● **Source text**
★ ★ ★
Introduction
Producer Consumer Problem is typical multi-process synchronization problem where both processes are sharing the shared fixed size buffer also referred as the queue.
Assume that one or more Producer is generating series of tasks and one or more Consumers are consuming the generated tasks for processing. Here Buffer or Queue is a shared place for both where Producer will add tasks and Consumer will remove and process the tasks.
Choosing the precise Queuing Collection mechanism is very important.
Typical Problems:
- Thread safe data access for Producer and Consumer
- Producer will keep adding elements to Queue regardless or Queue capacity
- Producer is not aware of the status of items being processed by Queue
- Consumer will run an infinite loop to see if items are available in queue to process
Background
The job of Producer is to generate the data and put into the queue at the same time consumer will attempt to remove data from queue and process further.
Possible Solution:
-
Use Thread Safe Queue Collection (See my article http://www.codeproject.com/Articles/1112510/TPL-Producer-Consumer-Pattern-Thread-Safe-Queue-Co)
★ ★ ★
● **Data lines**
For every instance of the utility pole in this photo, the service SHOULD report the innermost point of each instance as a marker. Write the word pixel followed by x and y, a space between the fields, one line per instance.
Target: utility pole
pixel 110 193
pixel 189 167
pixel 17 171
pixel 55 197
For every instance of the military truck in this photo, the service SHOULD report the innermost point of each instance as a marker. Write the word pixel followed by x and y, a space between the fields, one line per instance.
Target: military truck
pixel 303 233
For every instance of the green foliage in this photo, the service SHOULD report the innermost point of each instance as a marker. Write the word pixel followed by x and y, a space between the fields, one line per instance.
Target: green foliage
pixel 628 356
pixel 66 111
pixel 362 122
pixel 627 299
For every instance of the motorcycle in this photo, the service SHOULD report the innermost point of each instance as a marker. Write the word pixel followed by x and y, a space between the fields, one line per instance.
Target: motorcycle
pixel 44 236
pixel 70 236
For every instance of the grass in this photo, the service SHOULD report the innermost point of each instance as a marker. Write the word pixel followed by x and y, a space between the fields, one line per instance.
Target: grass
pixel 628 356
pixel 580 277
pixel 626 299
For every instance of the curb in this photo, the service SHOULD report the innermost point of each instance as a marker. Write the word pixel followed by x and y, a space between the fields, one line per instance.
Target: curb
★ ★ ★
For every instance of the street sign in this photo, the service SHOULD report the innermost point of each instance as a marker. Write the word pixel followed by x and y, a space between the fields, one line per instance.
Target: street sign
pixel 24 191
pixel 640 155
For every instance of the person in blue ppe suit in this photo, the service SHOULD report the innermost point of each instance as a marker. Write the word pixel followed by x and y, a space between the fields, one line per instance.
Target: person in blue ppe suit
★ ★ ★
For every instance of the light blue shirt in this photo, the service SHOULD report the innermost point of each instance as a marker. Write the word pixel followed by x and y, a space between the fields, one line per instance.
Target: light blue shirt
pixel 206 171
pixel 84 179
★ ★ ★
● **Directive A**
List every item that the text on the producer-consumer problem gives under "Typical Problems."
● **Directive B**
Reproduce the lines of the records, starting with the line that contains "For every instance of the utility" and going on through the line that contains "pixel 627 299", both included.

● **Task solution A**
- Thread safe data access for Producer and Consumer
- Producer will keep adding elements to Queue regardless or Queue capacity
- Producer is not aware of the status of items being processed by Queue
- Consumer will run an infinite loop to see if items are available in queue to process

● **Task solution B**
For every instance of the utility pole in this photo, the service SHOULD report the innermost point of each instance as a marker. Write the word pixel followed by x and y, a space between the fields, one line per instance.
Target: utility pole
pixel 110 193
pixel 189 167
pixel 17 171
pixel 55 197
For every instance of the military truck in this photo, the service SHOULD report the innermost point of each instance as a marker. Write the word pixel followed by x and y, a space between the fields, one line per instance.
Target: military truck
pixel 303 233
For every instance of the green foliage in this photo, the service SHOULD report the innermost point of each instance as a marker. Write the word pixel followed by x and y, a space between the fields, one line per instance.
Target: green foliage
pixel 628 356
pixel 66 111
pixel 362 122
pixel 627 299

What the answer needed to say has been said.